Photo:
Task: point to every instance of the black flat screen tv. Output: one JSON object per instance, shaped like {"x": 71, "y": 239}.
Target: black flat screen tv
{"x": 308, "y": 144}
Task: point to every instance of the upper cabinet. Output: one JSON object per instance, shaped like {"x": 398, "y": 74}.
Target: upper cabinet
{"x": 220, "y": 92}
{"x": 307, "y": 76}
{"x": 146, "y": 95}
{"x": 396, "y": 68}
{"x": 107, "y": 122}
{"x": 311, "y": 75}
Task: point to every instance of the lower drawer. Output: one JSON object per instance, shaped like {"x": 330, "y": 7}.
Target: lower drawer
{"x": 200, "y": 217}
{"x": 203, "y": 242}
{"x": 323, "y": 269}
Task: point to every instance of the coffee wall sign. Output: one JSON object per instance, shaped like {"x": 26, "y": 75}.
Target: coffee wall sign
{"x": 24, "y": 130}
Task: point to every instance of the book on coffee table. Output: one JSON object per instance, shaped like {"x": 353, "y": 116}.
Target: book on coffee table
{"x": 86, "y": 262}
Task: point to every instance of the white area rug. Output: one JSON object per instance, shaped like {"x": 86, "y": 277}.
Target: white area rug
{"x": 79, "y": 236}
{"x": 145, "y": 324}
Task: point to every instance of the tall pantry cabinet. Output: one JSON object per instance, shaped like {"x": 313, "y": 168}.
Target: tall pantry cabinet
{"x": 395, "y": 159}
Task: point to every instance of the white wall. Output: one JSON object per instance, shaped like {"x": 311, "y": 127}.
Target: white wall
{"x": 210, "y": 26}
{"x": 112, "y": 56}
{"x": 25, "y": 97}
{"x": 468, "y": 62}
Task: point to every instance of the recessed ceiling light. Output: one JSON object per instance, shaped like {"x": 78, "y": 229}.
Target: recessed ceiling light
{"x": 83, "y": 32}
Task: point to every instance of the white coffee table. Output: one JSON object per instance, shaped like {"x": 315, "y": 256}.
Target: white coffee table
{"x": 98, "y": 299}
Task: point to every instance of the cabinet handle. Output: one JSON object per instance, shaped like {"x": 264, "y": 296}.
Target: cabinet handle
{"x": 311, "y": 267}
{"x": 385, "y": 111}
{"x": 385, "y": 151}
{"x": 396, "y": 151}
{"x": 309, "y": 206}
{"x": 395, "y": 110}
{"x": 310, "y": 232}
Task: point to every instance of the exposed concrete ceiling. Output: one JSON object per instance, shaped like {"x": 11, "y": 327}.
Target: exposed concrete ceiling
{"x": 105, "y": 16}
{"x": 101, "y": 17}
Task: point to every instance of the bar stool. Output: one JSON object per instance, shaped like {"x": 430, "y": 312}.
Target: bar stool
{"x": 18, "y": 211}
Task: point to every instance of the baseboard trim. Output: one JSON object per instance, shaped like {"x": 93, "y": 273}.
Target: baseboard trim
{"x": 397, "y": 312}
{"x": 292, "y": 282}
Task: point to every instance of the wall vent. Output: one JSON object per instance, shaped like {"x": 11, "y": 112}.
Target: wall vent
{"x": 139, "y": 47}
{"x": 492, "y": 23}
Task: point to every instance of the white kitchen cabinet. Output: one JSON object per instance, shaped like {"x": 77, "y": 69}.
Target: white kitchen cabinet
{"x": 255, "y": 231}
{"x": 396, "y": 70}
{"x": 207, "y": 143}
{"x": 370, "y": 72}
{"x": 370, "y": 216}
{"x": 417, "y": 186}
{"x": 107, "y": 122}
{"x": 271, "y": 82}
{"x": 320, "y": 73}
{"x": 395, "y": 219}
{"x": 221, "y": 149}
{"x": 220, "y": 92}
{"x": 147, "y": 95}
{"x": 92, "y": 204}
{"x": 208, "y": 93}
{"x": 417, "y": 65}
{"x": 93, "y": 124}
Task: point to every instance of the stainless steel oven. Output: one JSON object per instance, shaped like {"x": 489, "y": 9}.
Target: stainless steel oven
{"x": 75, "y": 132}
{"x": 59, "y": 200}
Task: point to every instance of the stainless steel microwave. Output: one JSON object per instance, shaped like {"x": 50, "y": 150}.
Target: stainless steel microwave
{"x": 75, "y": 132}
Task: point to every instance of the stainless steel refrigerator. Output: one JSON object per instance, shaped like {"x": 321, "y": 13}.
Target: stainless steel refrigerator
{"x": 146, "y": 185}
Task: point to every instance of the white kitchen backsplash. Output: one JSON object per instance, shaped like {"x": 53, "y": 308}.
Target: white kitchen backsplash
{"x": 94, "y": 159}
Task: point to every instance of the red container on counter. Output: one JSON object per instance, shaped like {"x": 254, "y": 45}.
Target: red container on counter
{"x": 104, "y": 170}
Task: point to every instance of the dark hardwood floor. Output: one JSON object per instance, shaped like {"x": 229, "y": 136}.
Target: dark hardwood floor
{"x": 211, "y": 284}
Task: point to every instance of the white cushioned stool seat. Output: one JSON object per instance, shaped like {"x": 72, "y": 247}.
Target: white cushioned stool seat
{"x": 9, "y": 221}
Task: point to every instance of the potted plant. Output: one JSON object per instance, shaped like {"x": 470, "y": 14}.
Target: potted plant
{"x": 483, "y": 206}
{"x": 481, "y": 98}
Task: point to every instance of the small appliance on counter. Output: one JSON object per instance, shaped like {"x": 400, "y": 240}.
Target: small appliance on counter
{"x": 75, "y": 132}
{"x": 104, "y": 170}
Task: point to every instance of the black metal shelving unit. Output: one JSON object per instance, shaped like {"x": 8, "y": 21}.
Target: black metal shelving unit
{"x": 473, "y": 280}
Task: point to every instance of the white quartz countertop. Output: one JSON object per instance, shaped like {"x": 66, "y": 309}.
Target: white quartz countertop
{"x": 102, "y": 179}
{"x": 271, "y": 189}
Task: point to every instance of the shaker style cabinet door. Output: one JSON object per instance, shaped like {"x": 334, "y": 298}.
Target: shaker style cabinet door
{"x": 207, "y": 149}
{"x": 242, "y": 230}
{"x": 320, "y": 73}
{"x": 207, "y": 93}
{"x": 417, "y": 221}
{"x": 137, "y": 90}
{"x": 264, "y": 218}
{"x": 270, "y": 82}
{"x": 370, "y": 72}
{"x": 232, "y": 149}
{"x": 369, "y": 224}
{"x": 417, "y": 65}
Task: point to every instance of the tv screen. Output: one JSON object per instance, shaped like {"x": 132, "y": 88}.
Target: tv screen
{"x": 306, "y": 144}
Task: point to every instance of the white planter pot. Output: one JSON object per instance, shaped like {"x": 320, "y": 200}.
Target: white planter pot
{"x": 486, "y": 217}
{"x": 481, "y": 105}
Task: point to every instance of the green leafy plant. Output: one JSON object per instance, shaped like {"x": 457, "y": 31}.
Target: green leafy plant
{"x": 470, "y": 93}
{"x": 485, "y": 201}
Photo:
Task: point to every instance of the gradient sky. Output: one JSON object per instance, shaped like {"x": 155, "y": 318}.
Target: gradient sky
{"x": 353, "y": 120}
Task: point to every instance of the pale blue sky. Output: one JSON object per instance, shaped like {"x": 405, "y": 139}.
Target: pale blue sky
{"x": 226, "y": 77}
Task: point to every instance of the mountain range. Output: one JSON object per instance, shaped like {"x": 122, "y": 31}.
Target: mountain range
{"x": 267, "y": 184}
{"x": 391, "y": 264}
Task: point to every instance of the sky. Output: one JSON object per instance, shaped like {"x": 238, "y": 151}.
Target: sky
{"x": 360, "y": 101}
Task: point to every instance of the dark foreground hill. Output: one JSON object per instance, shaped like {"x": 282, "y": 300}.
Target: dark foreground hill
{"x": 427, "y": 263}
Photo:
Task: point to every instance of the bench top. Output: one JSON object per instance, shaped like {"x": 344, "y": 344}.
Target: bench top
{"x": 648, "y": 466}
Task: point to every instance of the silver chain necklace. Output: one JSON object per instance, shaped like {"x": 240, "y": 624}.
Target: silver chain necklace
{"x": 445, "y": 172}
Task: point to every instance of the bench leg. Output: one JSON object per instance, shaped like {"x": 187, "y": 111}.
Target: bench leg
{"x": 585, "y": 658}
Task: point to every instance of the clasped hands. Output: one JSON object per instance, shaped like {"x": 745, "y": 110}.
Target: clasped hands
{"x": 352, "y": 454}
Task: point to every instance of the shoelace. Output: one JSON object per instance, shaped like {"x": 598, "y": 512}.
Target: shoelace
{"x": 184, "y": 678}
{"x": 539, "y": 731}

==

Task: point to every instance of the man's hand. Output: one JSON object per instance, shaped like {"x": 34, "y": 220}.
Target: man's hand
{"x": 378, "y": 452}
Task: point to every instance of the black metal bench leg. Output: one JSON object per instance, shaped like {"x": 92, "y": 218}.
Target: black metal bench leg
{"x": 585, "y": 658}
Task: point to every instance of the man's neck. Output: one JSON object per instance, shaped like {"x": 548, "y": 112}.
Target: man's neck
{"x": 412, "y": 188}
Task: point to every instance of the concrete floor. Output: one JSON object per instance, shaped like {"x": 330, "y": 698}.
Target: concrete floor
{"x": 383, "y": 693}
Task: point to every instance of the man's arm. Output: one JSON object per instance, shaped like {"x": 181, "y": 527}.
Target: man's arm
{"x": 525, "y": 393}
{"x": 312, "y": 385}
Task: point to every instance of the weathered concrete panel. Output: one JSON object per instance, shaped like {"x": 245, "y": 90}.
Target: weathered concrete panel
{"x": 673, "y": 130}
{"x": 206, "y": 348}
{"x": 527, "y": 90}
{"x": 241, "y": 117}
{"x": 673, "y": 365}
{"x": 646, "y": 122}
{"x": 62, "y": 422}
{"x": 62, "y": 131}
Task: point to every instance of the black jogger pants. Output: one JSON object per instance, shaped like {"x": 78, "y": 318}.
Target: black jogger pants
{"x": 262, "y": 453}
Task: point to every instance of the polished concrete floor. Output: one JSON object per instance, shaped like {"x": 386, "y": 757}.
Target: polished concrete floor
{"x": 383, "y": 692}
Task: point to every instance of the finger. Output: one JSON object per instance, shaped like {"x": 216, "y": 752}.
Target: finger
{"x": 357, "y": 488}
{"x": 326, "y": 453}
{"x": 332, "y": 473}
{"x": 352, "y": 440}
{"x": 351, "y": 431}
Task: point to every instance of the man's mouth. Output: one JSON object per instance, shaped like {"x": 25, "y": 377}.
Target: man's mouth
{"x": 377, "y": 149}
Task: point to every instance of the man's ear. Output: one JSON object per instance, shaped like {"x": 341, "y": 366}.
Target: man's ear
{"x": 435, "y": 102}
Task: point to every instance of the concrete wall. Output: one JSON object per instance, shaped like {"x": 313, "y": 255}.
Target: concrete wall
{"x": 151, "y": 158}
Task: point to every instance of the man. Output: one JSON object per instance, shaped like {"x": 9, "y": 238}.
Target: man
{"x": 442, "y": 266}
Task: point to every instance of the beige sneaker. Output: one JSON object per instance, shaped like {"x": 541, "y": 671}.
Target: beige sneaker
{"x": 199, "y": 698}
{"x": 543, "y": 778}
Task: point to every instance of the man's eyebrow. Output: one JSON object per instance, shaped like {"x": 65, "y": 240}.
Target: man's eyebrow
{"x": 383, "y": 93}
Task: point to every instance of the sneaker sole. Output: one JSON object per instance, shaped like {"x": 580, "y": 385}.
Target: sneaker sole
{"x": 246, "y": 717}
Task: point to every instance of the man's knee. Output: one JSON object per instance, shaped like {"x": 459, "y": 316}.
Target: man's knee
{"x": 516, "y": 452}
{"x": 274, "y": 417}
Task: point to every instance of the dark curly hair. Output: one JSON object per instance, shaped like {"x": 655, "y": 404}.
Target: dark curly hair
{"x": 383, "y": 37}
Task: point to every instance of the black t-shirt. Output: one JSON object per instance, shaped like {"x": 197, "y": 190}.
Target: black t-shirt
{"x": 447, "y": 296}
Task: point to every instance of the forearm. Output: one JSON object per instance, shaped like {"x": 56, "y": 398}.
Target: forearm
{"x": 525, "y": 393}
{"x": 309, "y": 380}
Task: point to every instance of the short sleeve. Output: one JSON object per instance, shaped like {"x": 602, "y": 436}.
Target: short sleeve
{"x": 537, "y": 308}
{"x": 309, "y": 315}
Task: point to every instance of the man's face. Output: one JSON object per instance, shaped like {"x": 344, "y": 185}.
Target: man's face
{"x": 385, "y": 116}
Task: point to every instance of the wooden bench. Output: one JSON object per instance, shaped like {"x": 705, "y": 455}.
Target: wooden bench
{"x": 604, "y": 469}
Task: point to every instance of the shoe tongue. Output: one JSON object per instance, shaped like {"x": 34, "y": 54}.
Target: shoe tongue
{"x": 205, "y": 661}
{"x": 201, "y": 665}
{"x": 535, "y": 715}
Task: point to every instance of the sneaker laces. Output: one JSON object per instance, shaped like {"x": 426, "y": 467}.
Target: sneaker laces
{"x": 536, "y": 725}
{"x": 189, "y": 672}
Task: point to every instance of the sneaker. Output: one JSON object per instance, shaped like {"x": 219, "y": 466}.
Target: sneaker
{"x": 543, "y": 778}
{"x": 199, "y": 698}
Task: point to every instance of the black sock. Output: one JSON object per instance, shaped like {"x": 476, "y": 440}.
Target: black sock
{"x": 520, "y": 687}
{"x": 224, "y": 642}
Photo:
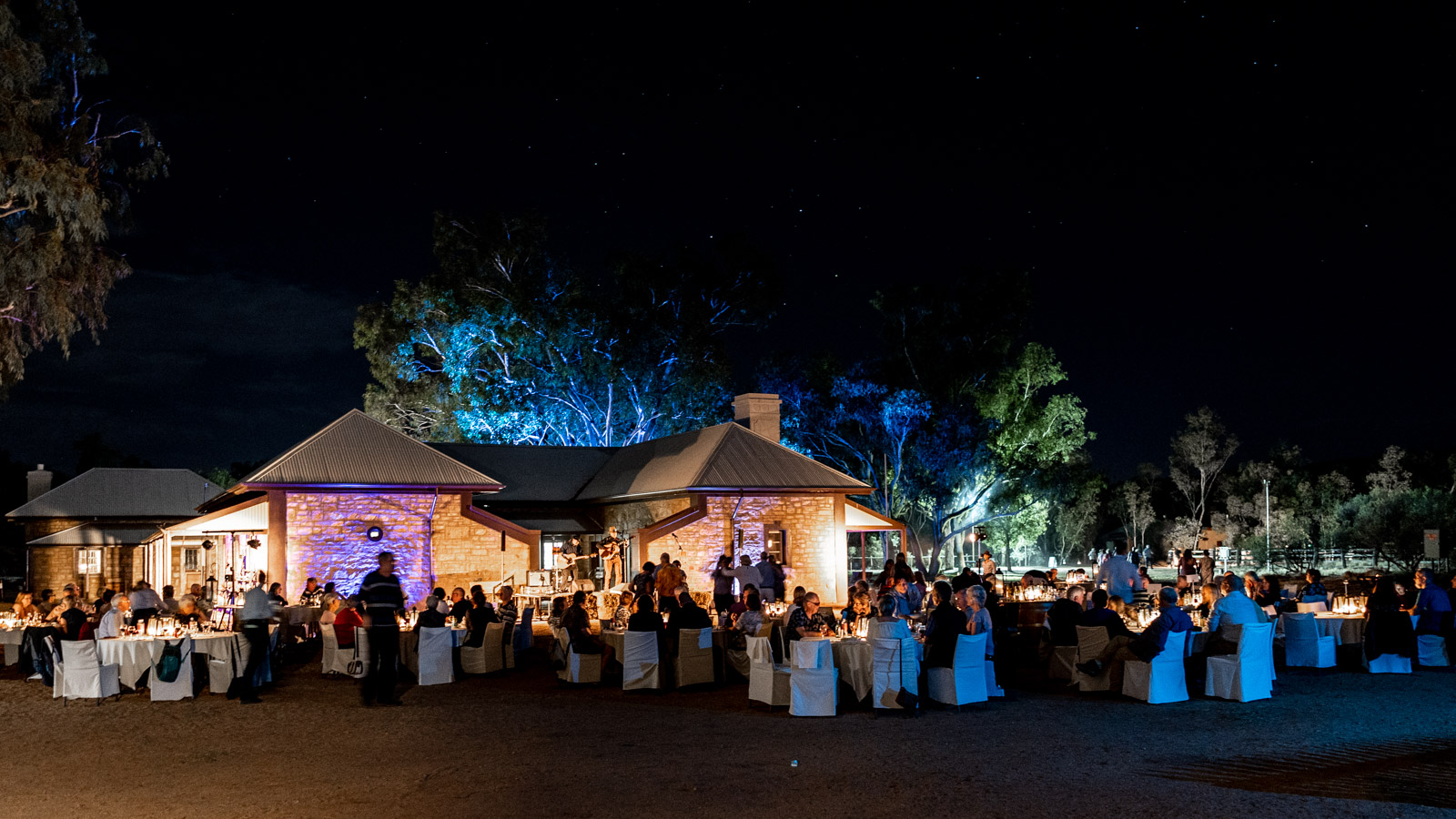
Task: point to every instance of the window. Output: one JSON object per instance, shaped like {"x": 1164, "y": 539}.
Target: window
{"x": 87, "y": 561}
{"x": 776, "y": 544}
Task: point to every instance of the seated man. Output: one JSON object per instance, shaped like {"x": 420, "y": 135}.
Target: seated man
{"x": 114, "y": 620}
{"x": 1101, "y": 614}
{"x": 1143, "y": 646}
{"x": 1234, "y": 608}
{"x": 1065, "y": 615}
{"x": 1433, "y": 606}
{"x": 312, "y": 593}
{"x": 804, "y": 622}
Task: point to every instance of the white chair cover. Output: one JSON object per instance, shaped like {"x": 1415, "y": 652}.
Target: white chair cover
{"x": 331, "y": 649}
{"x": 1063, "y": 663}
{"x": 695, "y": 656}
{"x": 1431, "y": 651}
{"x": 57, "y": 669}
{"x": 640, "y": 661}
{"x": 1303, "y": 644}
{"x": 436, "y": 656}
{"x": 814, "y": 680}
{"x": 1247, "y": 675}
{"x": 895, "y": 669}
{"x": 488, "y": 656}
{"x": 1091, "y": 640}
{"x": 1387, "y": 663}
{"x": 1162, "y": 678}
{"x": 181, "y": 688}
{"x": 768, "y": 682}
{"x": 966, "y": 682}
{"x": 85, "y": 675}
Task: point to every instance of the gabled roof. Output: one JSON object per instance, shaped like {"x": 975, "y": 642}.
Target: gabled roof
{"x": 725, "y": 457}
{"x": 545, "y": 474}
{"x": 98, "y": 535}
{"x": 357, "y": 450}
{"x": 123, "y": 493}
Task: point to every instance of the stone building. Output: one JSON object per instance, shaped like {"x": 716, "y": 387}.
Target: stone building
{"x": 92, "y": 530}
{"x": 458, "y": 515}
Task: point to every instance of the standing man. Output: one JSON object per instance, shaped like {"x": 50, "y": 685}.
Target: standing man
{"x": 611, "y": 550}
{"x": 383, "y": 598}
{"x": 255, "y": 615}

---

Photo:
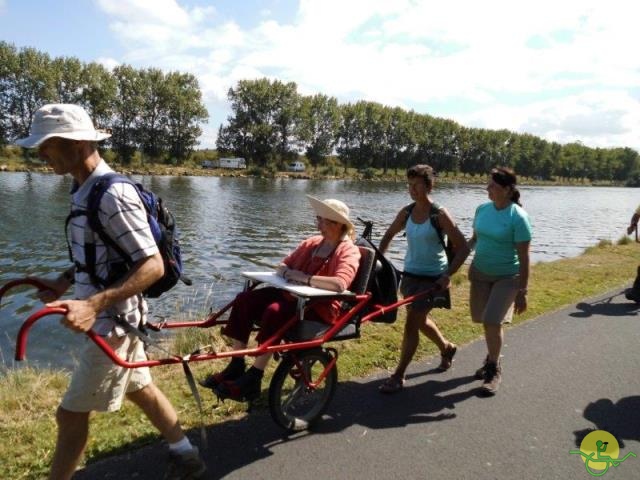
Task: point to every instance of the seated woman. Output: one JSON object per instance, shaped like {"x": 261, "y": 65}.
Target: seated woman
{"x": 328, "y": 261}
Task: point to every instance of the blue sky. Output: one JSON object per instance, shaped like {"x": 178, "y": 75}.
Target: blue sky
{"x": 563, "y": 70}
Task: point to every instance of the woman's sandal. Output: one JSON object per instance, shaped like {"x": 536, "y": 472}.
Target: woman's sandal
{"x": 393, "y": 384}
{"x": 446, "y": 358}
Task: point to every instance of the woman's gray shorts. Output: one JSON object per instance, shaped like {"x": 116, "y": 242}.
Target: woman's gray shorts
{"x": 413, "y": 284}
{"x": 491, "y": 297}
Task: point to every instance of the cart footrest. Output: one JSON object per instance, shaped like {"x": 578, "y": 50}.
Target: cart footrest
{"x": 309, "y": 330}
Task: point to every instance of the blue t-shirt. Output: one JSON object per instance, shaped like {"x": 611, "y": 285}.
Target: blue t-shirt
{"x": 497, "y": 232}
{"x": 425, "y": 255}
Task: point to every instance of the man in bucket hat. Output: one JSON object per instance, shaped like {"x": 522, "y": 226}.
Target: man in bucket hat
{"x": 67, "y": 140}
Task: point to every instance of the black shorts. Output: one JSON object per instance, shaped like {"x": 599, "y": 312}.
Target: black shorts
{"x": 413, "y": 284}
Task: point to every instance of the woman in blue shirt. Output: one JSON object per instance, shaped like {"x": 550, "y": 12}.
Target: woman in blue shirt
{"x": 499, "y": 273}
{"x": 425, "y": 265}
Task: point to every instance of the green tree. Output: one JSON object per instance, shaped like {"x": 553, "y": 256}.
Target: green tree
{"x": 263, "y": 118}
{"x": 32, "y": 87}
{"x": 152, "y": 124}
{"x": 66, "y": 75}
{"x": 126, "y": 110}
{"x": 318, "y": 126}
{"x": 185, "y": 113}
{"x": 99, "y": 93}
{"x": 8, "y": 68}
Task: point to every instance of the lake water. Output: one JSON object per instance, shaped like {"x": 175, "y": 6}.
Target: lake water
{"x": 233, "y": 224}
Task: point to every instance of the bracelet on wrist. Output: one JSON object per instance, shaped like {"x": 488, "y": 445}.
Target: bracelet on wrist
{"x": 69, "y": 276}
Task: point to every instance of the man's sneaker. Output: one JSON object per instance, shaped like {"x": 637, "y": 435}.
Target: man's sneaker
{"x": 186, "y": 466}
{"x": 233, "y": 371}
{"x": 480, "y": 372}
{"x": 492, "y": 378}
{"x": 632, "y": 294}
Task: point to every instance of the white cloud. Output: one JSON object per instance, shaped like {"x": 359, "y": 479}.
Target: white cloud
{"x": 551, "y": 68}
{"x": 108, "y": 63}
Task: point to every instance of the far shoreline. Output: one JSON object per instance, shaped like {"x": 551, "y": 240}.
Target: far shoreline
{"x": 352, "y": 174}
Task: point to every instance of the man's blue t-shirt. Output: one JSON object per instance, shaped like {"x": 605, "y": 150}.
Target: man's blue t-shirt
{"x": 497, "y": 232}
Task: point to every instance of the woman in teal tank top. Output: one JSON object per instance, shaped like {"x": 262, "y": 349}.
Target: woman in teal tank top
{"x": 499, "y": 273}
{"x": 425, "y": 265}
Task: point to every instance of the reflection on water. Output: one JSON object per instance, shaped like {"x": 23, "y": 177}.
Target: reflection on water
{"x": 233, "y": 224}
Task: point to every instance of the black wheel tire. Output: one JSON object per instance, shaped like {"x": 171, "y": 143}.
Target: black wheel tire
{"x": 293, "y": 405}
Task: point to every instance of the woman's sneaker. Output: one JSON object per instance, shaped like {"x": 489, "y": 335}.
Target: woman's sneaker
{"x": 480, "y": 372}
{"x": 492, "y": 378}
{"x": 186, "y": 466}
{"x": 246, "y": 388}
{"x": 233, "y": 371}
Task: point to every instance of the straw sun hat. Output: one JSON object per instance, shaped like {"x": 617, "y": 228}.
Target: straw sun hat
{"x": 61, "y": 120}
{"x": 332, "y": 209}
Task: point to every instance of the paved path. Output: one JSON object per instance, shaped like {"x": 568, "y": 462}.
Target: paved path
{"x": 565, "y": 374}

:: Aim of the exercise ::
Taking the entries above, write out exactly each line from the one holding "Task: point to every instance of the man's sneaker." to the one holding "Task: point to every instance of the far", both included, and stop there.

:: Solution ::
Task: point to every instance of the man's sneaker. Output: one JSON object per instance, shaped like {"x": 637, "y": 435}.
Target: man's sneaker
{"x": 186, "y": 466}
{"x": 233, "y": 371}
{"x": 480, "y": 372}
{"x": 492, "y": 378}
{"x": 632, "y": 294}
Task: point to every instance of the white cloud. Output: one JSON object per instance, shaped like {"x": 359, "y": 479}.
Target: white cloud
{"x": 551, "y": 68}
{"x": 108, "y": 63}
Task: point to every instance of the far shoreline. Output: one JSON object per instance, shaped like {"x": 551, "y": 240}.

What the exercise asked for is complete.